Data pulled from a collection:
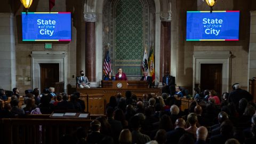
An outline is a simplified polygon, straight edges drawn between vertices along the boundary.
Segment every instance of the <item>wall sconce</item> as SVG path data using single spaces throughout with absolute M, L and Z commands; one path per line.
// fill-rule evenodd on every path
M 217 0 L 205 0 L 206 1 L 207 4 L 211 7 L 211 13 L 212 12 L 213 9 L 212 9 L 212 7 L 216 4 L 217 2 Z
M 28 9 L 30 7 L 33 0 L 20 0 L 23 6 L 26 9 L 26 14 L 28 14 Z

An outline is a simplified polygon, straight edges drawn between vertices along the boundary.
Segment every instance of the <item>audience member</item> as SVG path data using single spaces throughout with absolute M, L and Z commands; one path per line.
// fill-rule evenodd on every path
M 167 132 L 166 133 L 166 143 L 178 143 L 179 140 L 185 133 L 187 133 L 185 131 L 186 122 L 183 119 L 179 118 L 175 122 L 175 129 Z
M 101 124 L 97 119 L 93 120 L 90 124 L 91 132 L 88 134 L 87 142 L 88 143 L 100 143 L 104 135 L 100 132 Z
M 150 141 L 149 137 L 140 132 L 141 126 L 139 116 L 134 116 L 132 117 L 131 123 L 132 128 L 132 143 L 144 144 Z
M 119 136 L 119 143 L 120 144 L 132 144 L 132 133 L 129 129 L 122 130 Z
M 204 126 L 200 126 L 196 131 L 196 142 L 195 144 L 206 143 L 206 138 L 208 135 L 208 130 Z

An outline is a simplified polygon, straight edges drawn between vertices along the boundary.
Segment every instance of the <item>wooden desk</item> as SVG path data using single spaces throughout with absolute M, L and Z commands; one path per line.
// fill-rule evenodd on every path
M 122 87 L 119 88 L 117 86 L 118 83 L 121 83 Z M 127 84 L 128 83 L 128 85 Z M 112 88 L 114 89 L 147 89 L 148 84 L 145 81 L 101 81 L 101 87 Z

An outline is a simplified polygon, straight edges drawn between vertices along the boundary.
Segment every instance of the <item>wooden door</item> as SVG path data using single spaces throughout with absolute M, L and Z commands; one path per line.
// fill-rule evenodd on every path
M 41 92 L 59 82 L 59 63 L 40 63 Z
M 202 63 L 201 66 L 201 90 L 214 90 L 219 95 L 221 95 L 222 85 L 222 64 Z

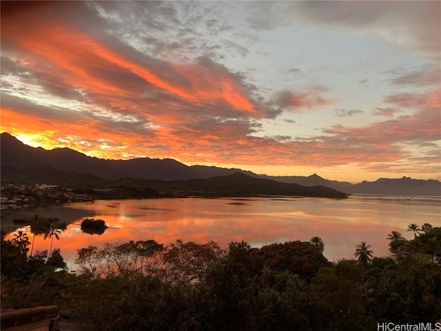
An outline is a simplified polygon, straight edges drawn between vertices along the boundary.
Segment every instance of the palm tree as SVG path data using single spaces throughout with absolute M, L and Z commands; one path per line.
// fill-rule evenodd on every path
M 29 250 L 28 245 L 29 245 L 29 238 L 28 234 L 24 231 L 19 230 L 14 234 L 14 239 L 12 243 L 14 245 L 18 247 L 20 252 L 23 254 L 26 254 Z
M 34 241 L 35 241 L 35 234 L 36 234 L 36 231 L 35 230 L 34 230 L 34 231 L 32 231 L 32 225 L 35 226 L 38 226 L 38 223 L 39 223 L 39 221 L 40 220 L 40 216 L 38 214 L 35 214 L 34 215 L 34 217 L 31 217 L 30 221 L 30 225 L 31 225 L 31 231 L 33 233 L 32 235 L 32 245 L 31 246 L 30 248 L 30 256 L 32 256 L 32 252 L 34 251 Z
M 415 238 L 416 238 L 416 234 L 420 231 L 420 228 L 418 228 L 417 224 L 412 223 L 407 227 L 407 231 L 413 231 L 413 235 L 415 236 Z
M 424 223 L 421 227 L 421 230 L 424 232 L 425 234 L 427 234 L 433 229 L 433 225 L 429 223 Z
M 370 248 L 371 245 L 367 245 L 366 241 L 362 241 L 360 244 L 356 245 L 356 252 L 353 256 L 357 257 L 358 262 L 363 265 L 367 265 L 373 258 L 372 255 L 373 251 L 369 250 Z
M 50 225 L 50 228 L 48 230 L 48 232 L 44 235 L 44 239 L 46 240 L 48 238 L 50 238 L 50 249 L 49 250 L 49 254 L 48 254 L 48 259 L 50 257 L 50 253 L 52 250 L 52 243 L 54 243 L 54 237 L 57 238 L 57 240 L 60 239 L 59 234 L 61 233 L 61 230 L 57 227 L 55 227 L 53 224 Z
M 320 250 L 321 250 L 322 252 L 325 250 L 325 243 L 323 243 L 323 239 L 322 239 L 320 237 L 313 237 L 309 240 L 309 242 L 314 246 L 320 248 Z
M 402 240 L 404 239 L 404 237 L 399 231 L 392 231 L 387 235 L 387 240 Z

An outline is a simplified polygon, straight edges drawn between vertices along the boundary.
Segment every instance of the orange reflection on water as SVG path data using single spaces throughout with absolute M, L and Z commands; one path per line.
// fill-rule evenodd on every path
M 440 206 L 439 201 L 412 204 L 356 197 L 346 200 L 187 199 L 97 201 L 39 213 L 72 220 L 70 215 L 75 211 L 76 219 L 70 221 L 75 224 L 68 225 L 60 240 L 53 242 L 53 248 L 60 248 L 73 265 L 79 248 L 147 239 L 165 245 L 178 239 L 199 243 L 213 240 L 226 248 L 231 241 L 243 240 L 259 247 L 318 236 L 325 243 L 324 254 L 331 261 L 351 258 L 361 241 L 371 245 L 375 256 L 384 257 L 389 255 L 386 238 L 391 231 L 398 230 L 411 239 L 407 225 L 430 223 L 436 226 Z M 102 235 L 81 232 L 81 221 L 90 215 L 105 220 L 110 227 Z M 28 235 L 32 240 L 32 234 Z M 35 238 L 34 251 L 50 246 L 49 239 Z

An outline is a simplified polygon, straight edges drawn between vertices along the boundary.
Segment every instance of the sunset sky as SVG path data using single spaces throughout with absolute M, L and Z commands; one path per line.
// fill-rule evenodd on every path
M 0 129 L 32 146 L 441 179 L 440 1 L 0 6 Z

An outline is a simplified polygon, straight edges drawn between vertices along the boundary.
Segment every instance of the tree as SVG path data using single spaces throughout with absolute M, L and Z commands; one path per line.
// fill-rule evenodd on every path
M 387 240 L 402 240 L 404 239 L 404 237 L 399 231 L 392 231 L 387 235 Z
M 356 252 L 353 256 L 358 259 L 358 262 L 363 265 L 367 265 L 373 259 L 373 251 L 369 250 L 370 245 L 367 245 L 366 241 L 362 241 L 360 244 L 357 245 Z
M 19 230 L 14 234 L 14 238 L 12 240 L 12 244 L 16 246 L 22 254 L 26 254 L 29 248 L 28 246 L 30 243 L 29 242 L 29 238 L 28 234 L 24 231 Z
M 61 233 L 61 230 L 59 229 L 53 224 L 51 224 L 50 228 L 49 228 L 49 230 L 44 235 L 45 240 L 47 239 L 48 238 L 50 238 L 50 249 L 49 250 L 48 259 L 50 257 L 50 252 L 52 250 L 52 243 L 54 243 L 54 237 L 57 238 L 57 240 L 59 240 L 60 236 L 59 236 L 59 234 L 60 233 Z
M 421 227 L 421 231 L 424 232 L 424 234 L 427 234 L 432 229 L 433 229 L 433 226 L 429 223 L 424 223 Z
M 322 252 L 325 250 L 325 243 L 323 242 L 323 239 L 322 239 L 320 237 L 313 237 L 309 240 L 309 242 L 314 246 L 320 248 L 320 250 L 321 250 Z
M 413 231 L 413 235 L 415 236 L 415 238 L 416 238 L 416 234 L 418 231 L 420 231 L 420 229 L 418 228 L 417 224 L 412 223 L 407 227 L 407 231 Z
M 31 224 L 31 231 L 32 230 L 32 225 L 33 224 L 38 224 L 39 221 L 40 219 L 40 216 L 38 214 L 35 214 L 34 215 L 34 217 L 31 217 L 30 221 L 30 224 Z M 30 256 L 32 256 L 32 252 L 34 251 L 34 242 L 35 241 L 35 234 L 37 234 L 35 231 L 32 231 L 32 245 L 31 246 L 30 248 Z

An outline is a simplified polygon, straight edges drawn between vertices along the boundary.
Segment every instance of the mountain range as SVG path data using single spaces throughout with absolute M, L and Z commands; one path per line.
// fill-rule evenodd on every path
M 187 166 L 172 159 L 150 159 L 148 157 L 130 160 L 108 160 L 88 157 L 70 148 L 54 148 L 47 150 L 41 147 L 25 145 L 11 134 L 0 135 L 0 164 L 3 179 L 17 179 L 23 172 L 36 169 L 54 169 L 59 172 L 83 174 L 107 180 L 123 178 L 162 181 L 207 179 L 211 177 L 242 173 L 251 177 L 294 183 L 302 186 L 322 186 L 349 194 L 372 194 L 391 195 L 441 195 L 441 183 L 436 180 L 381 178 L 373 182 L 362 181 L 357 184 L 331 181 L 316 174 L 309 177 L 274 177 L 257 174 L 237 168 L 223 168 L 206 166 Z M 50 172 L 50 171 L 49 171 Z M 55 176 L 56 172 L 54 172 Z M 94 176 L 93 176 L 94 175 Z M 45 174 L 47 179 L 50 176 Z M 49 176 L 49 177 L 48 177 Z M 16 177 L 16 178 L 14 178 Z M 243 177 L 242 177 L 243 179 Z

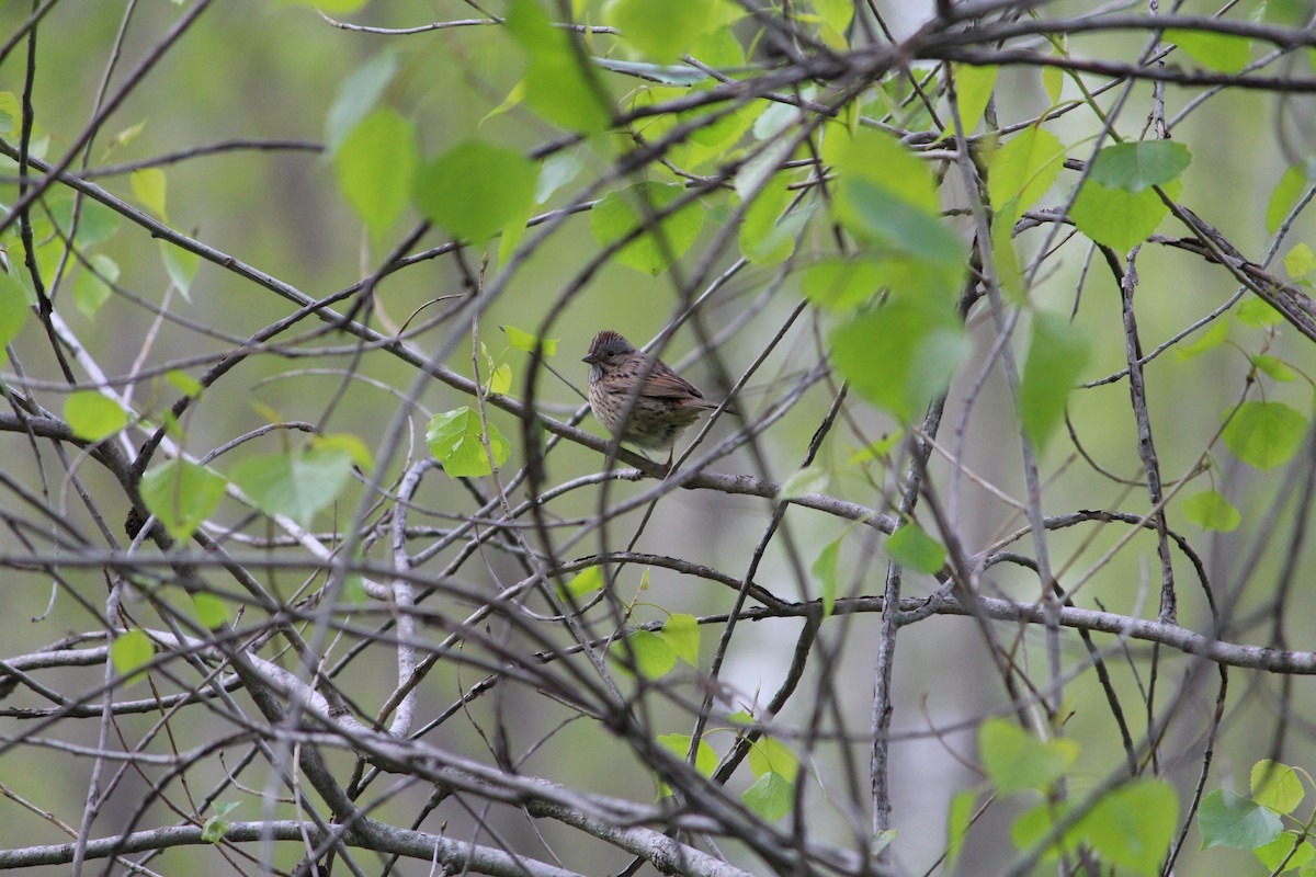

• [Task goal]: In the stretch from the start of the listing through the line containing "M 217 0 L 205", change "simplified polygon" to "reduced polygon" and give those lines again with everything else unchanged. Leave the pictures out.

• [Full answer]:
An outline is a reduced polygon, straight edges drawn between vertices along the boundary.
Segment every instance of the <item>wall sconce</item> as SVG path data using single spaces throughout with absolute M, L and Z commands; one path per line.
// fill-rule evenodd on every path
M 217 0 L 205 0 L 206 1 L 207 4 L 211 7 L 211 13 L 212 12 L 213 9 L 212 9 L 212 7 L 216 4 L 217 2 Z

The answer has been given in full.